● **Document section**
★ ★ ★
Founded in 2018 by veteran banking executive and entrepreneur Neill Wright, Bronze Valley uses a unique blend of government and private funding to advance the work of minority-led, early-stage technology companies. After expanding in its first few years, Bronze Valley has now set its eyes on investments in the First State.
For Wright, it’s a homecoming of sorts, as his late father
James Wright was the president and CEO of Beneficial Bank in Wilmington, a trailblazer as a then-rare Black man to lead a majority-owned bank.
“My dad decided to sow his entrepreneurial oats back in 1990, where he built a cadre of guys from Beneficial and took them to Alabama and bought the former Tuskegee Federal Savings & Loan,” his son said.
In 2007, Wright was working in corporate finance for Citigroup when his father fell ill and asked his son to come to Montgomery to help with then-First Tuskegee Bank.
“He said, ‘Come down here for 90 days to help me out, and 90 days turned into about nine years,” Wright recalled with a laugh.
In 2015, Wright sold the bank to New Orleans-based Liberty Bank and soon after began working on Bronze Valley, a venture capital fund that utilizes a community development financial institution (CDFI). Best known in Delaware through loan entities like True Access Capital, CDFIs combine government funding and private investments to assist communities that have historically been underserved by conventional banks.
“Our focus is areas where there is a dearth of venture capital,” Wright said. “It's a prerequisite that [our portfolio companies] be diverse, so that's where we intend to focus. It’s not something that happens overnight, it's a long-term view just like investing in venture capital, but we're committed.”
Today, Bronze Valley has invested about $5 million in 30 companies in its portfolio in 12 states in the Southeast, Midwest and mid-Atlantic. The average investment size is between $100,000 and $500,000, Wright said.
★ ★ ★
● **Excerpted data**
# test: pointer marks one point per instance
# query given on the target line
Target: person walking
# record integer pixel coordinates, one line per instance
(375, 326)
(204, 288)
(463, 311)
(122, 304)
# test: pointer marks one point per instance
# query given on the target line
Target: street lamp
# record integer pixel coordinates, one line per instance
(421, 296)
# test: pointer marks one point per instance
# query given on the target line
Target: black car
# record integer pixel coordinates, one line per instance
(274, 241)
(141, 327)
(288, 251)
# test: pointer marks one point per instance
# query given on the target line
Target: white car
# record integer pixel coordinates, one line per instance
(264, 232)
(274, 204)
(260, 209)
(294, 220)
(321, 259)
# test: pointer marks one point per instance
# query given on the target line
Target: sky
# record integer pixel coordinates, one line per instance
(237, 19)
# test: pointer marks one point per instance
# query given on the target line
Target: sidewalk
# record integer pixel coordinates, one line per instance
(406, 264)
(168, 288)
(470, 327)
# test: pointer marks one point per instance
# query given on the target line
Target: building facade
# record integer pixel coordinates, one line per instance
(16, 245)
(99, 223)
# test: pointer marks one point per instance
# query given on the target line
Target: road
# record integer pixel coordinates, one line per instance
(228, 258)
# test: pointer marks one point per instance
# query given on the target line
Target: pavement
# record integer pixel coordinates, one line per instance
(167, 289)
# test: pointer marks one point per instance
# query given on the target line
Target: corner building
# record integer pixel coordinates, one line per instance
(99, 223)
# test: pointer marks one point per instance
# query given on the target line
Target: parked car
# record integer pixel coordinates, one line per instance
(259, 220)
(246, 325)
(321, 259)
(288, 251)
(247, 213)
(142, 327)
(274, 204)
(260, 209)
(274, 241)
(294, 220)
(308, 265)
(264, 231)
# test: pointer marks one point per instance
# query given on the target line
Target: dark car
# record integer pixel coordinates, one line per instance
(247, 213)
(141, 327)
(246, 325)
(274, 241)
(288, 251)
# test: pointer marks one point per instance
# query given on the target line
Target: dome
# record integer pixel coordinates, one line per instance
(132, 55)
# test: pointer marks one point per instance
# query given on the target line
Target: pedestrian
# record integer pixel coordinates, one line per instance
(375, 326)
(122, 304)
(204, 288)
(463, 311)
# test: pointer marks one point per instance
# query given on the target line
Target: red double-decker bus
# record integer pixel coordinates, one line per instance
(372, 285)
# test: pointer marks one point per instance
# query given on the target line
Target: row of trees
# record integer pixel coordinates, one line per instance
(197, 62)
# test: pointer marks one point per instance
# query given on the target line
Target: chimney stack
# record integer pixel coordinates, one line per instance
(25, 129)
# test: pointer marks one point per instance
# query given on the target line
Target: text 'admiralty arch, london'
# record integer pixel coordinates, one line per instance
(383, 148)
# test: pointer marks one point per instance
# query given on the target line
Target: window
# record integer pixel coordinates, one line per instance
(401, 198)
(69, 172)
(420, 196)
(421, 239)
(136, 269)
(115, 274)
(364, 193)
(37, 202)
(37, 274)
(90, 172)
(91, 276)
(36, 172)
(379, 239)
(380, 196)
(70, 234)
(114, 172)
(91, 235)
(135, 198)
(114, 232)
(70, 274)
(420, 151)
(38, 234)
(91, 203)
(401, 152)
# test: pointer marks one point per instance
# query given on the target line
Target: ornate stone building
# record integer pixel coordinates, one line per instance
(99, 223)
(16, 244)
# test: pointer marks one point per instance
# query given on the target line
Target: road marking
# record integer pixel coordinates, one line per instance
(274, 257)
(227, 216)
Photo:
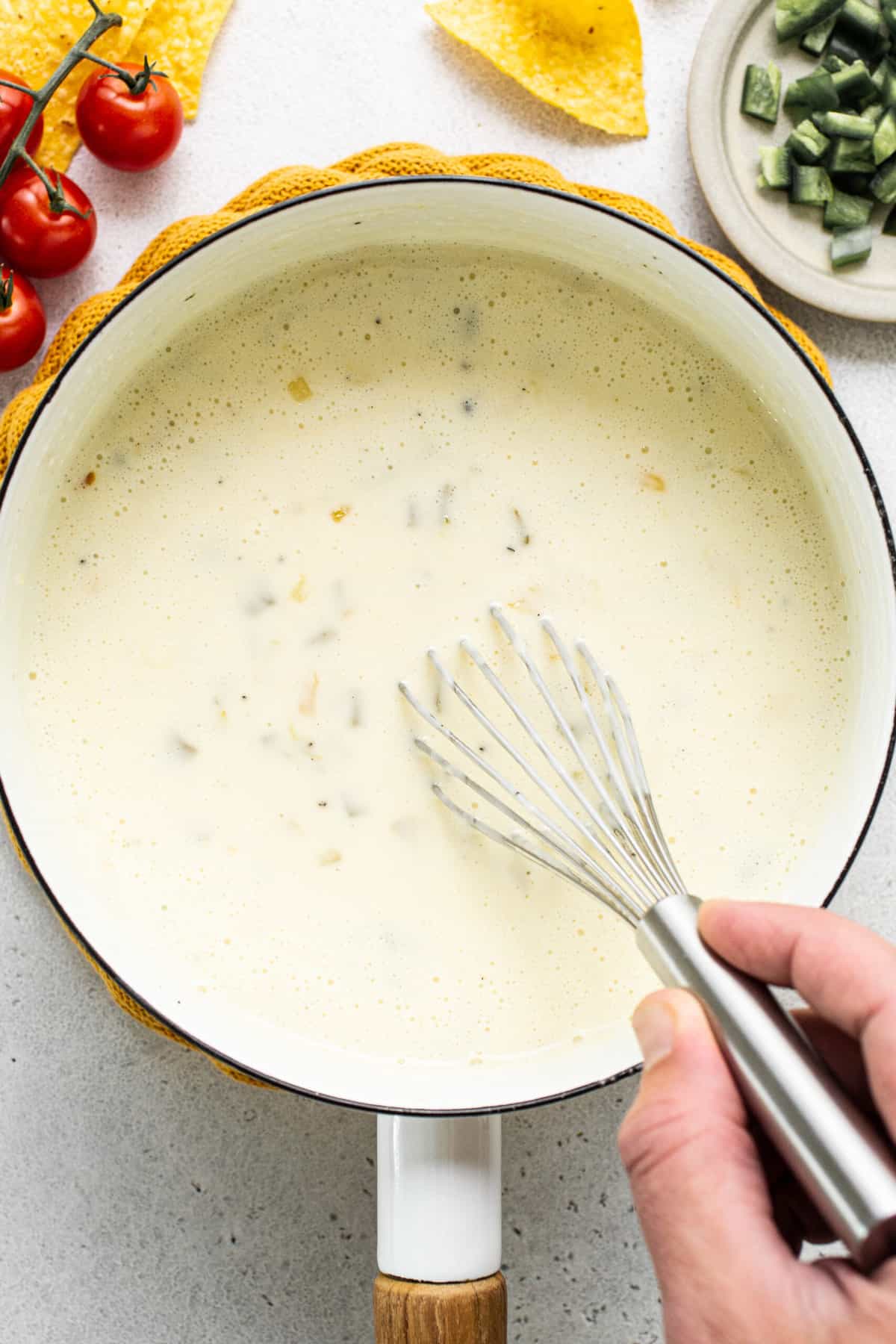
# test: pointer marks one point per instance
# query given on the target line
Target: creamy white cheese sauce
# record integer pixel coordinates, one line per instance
(297, 497)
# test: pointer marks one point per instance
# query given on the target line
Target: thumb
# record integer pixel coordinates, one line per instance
(696, 1176)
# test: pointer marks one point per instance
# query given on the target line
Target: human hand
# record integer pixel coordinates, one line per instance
(722, 1216)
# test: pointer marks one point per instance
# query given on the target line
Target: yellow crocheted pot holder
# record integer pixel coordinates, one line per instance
(394, 161)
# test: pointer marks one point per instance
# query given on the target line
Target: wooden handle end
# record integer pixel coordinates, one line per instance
(440, 1313)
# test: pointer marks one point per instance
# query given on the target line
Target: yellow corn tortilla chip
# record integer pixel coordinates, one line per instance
(581, 55)
(178, 35)
(34, 38)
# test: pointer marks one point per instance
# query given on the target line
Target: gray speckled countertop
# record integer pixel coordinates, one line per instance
(147, 1199)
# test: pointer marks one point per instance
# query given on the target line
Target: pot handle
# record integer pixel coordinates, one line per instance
(440, 1313)
(440, 1231)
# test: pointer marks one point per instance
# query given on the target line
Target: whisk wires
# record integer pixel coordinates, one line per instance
(609, 840)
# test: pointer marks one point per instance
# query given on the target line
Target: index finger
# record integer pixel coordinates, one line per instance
(847, 974)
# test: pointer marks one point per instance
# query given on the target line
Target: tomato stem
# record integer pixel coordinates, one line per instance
(11, 84)
(40, 97)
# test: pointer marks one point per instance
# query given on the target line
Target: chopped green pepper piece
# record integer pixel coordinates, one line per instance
(808, 144)
(887, 74)
(815, 40)
(855, 183)
(849, 246)
(883, 184)
(849, 156)
(793, 18)
(884, 143)
(845, 124)
(862, 25)
(815, 92)
(853, 82)
(762, 92)
(845, 211)
(774, 168)
(810, 186)
(845, 50)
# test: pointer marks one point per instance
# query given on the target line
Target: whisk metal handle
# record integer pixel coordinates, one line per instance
(829, 1145)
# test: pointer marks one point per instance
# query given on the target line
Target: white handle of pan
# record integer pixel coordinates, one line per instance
(438, 1195)
(440, 1231)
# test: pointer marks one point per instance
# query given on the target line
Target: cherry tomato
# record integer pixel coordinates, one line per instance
(13, 109)
(34, 237)
(129, 131)
(22, 322)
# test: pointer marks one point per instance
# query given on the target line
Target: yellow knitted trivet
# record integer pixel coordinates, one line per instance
(394, 161)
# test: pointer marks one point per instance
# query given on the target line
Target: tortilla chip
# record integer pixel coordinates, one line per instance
(37, 34)
(581, 55)
(178, 35)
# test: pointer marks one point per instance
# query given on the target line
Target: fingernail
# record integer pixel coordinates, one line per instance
(655, 1026)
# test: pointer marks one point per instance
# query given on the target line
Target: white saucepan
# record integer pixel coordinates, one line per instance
(440, 1130)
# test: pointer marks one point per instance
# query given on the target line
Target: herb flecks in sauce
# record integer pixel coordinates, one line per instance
(450, 948)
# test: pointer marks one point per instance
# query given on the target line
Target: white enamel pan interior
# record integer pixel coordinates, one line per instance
(482, 214)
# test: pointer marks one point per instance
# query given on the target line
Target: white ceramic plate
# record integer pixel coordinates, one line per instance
(785, 242)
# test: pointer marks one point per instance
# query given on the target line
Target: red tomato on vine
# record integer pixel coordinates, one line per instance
(129, 128)
(22, 320)
(38, 234)
(13, 109)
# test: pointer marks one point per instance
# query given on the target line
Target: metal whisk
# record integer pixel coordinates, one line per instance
(609, 841)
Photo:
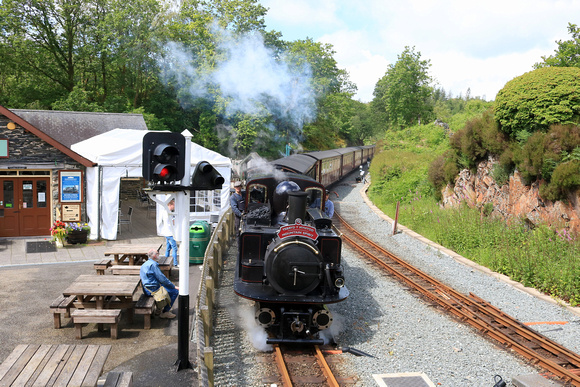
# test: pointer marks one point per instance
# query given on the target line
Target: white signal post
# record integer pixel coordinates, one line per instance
(180, 231)
(182, 206)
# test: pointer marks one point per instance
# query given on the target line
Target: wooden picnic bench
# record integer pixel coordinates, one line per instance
(59, 306)
(103, 292)
(145, 306)
(54, 365)
(129, 254)
(100, 267)
(98, 316)
(165, 264)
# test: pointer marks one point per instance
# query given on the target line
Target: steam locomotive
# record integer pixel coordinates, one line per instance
(289, 258)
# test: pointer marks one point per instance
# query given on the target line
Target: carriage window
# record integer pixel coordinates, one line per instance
(258, 193)
(314, 198)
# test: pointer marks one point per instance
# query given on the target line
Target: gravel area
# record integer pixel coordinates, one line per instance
(383, 319)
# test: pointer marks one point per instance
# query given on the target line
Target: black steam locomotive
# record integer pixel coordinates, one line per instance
(289, 259)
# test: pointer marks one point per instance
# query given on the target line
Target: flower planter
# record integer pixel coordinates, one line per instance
(74, 237)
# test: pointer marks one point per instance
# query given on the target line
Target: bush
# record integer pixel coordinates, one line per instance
(529, 158)
(436, 176)
(565, 179)
(537, 99)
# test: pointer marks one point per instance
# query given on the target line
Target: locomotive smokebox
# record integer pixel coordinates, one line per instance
(296, 206)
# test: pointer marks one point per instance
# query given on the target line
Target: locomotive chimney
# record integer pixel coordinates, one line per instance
(296, 206)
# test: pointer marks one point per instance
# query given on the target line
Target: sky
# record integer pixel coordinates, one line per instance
(476, 45)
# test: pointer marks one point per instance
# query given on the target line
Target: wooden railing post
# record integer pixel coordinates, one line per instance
(208, 360)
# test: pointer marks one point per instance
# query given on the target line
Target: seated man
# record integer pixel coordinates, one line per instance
(155, 284)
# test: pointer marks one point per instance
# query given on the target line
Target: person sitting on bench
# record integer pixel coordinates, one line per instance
(156, 284)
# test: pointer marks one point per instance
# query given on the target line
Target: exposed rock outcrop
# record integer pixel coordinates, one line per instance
(513, 199)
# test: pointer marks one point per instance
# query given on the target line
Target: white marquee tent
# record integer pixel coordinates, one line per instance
(118, 153)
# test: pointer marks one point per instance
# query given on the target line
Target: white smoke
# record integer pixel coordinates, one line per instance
(329, 335)
(257, 334)
(247, 79)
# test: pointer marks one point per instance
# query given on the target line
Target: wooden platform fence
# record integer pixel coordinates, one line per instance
(218, 246)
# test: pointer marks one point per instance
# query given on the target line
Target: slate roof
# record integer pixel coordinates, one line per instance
(71, 127)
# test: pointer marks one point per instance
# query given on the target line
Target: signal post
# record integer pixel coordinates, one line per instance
(167, 160)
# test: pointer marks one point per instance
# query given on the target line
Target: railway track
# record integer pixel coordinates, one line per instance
(303, 367)
(473, 310)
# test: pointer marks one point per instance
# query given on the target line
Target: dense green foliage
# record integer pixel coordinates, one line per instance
(568, 52)
(542, 258)
(403, 93)
(537, 99)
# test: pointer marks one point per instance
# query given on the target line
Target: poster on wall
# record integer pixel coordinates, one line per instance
(70, 186)
(71, 212)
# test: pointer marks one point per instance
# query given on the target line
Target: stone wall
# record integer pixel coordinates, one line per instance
(513, 199)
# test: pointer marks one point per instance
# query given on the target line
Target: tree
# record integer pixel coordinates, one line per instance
(568, 52)
(535, 100)
(404, 90)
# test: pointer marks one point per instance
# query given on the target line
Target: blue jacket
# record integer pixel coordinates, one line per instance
(152, 277)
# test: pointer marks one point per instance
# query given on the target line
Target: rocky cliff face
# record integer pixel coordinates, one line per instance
(513, 199)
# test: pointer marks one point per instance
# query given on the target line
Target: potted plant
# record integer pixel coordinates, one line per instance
(77, 233)
(58, 232)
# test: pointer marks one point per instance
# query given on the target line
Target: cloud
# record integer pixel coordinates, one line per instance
(470, 44)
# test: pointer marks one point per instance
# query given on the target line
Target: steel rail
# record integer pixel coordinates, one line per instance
(325, 368)
(286, 381)
(318, 358)
(478, 313)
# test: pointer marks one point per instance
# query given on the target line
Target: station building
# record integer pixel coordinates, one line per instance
(76, 167)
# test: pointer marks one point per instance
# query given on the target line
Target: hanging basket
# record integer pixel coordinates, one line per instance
(73, 237)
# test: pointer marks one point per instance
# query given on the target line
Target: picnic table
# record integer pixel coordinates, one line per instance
(103, 292)
(48, 365)
(130, 254)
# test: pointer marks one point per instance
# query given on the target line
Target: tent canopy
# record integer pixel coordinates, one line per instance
(118, 153)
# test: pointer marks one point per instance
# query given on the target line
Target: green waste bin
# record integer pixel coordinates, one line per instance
(199, 235)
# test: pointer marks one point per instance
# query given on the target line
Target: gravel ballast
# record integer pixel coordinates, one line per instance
(384, 319)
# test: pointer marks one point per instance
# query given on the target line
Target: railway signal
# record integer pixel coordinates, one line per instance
(206, 177)
(163, 157)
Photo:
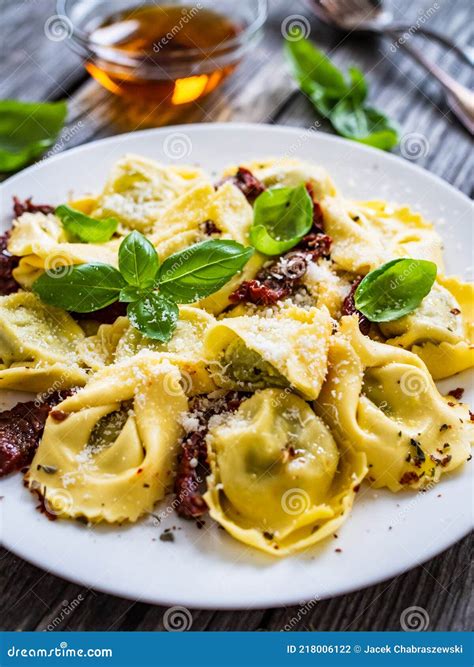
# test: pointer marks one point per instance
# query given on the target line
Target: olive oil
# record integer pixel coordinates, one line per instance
(165, 54)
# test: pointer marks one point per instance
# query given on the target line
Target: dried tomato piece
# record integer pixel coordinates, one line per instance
(348, 308)
(27, 206)
(21, 429)
(8, 262)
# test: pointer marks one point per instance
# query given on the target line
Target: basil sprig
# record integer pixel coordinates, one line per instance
(282, 216)
(27, 130)
(394, 289)
(152, 292)
(82, 227)
(341, 101)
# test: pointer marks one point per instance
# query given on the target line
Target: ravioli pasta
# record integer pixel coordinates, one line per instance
(278, 480)
(109, 452)
(269, 383)
(382, 401)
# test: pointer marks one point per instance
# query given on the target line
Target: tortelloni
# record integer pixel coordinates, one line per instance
(118, 341)
(278, 481)
(42, 244)
(288, 350)
(439, 331)
(368, 234)
(108, 452)
(381, 400)
(37, 345)
(138, 190)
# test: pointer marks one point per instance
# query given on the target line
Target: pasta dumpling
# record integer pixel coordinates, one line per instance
(368, 234)
(108, 452)
(289, 172)
(439, 331)
(37, 345)
(42, 244)
(139, 189)
(381, 400)
(253, 352)
(278, 481)
(185, 349)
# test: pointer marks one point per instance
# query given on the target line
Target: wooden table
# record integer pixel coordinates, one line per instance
(35, 68)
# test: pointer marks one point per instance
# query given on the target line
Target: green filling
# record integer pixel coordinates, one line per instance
(108, 428)
(248, 369)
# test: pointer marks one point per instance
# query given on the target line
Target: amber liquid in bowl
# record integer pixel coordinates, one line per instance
(162, 36)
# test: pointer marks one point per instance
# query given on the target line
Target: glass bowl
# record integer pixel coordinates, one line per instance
(163, 73)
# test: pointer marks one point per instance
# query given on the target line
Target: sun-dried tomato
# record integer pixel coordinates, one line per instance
(8, 262)
(348, 308)
(27, 206)
(21, 429)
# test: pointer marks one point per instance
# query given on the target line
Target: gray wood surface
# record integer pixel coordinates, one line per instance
(35, 68)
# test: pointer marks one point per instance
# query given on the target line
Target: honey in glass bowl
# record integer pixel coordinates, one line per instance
(163, 53)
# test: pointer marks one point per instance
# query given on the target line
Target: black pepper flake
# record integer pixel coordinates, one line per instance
(167, 536)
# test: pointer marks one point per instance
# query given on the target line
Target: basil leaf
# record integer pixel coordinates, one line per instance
(201, 269)
(83, 227)
(394, 289)
(27, 129)
(282, 216)
(130, 293)
(138, 261)
(312, 68)
(82, 288)
(155, 316)
(338, 100)
(363, 124)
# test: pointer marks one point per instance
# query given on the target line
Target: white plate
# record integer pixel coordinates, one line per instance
(206, 568)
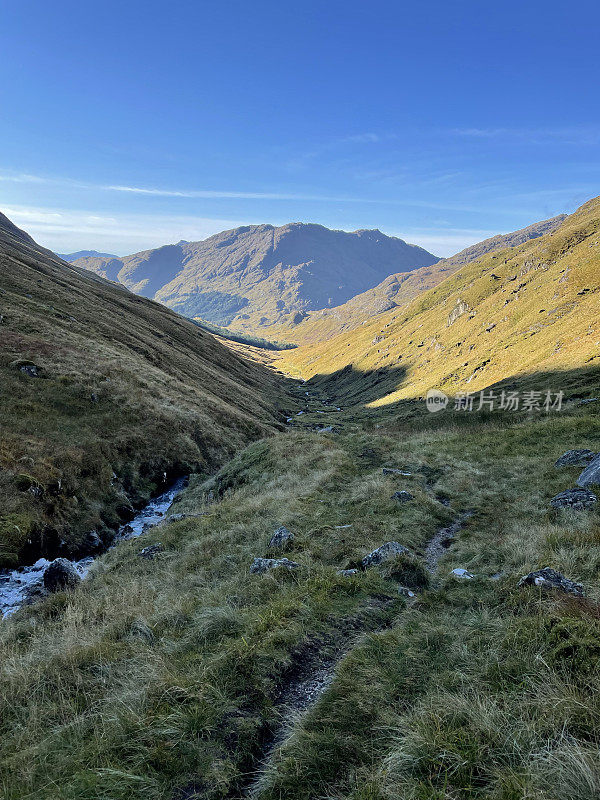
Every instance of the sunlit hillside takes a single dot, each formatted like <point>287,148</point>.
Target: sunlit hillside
<point>531,308</point>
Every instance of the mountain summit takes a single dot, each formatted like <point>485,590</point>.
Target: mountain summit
<point>257,275</point>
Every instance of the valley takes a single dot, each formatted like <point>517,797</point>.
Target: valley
<point>333,607</point>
★ ★ ★
● **Stated problem 1**
In the Bronze Valley article, please give again the stretch from "For Wright, it’s" through "with a laugh.".
● **Stated problem 2**
Condense the paragraph of the Bronze Valley article that begins "In 2015, Wright sold the bank" into a short list that keeps its main facts.
● **Stated problem 3**
According to the Bronze Valley article, why did Wright go to Montgomery in 2007? Answer in one to three sentences.

● **Correct result 1**
For Wright, it’s a homecoming of sorts, as his late father
James Wright was the president and CEO of Beneficial Bank in Wilmington, a trailblazer as a then-rare Black man to lead a majority-owned bank.
“My dad decided to sow his entrepreneurial oats back in 1990, where he built a cadre of guys from Beneficial and took them to Alabama and bought the former Tuskegee Federal Savings & Loan,” his son said.
In 2007, Wright was working in corporate finance for Citigroup when his father fell ill and asked his son to come to Montgomery to help with then-First Tuskegee Bank.
“He said, ‘Come down here for 90 days to help me out, and 90 days turned into about nine years,” Wright recalled with a laugh.

● **Correct result 2**
- In 2015, Wright sold the bank to Liberty Bank, based in New Orleans.
- Soon after, he began work on Bronze Valley, a venture capital fund that uses a community development financial institution (CDFI).
- In Delaware, CDFIs are best known through loan entities like True Access Capital.
- CDFIs combine government funding and private investment to help communities that conventional banks have historically underserved.

● **Correct result 3**
His father fell ill and asked him to come to Montgomery to help with what was then First Tuskegee Bank. Wright was asked to come for 90 days, but he ended up staying about nine years.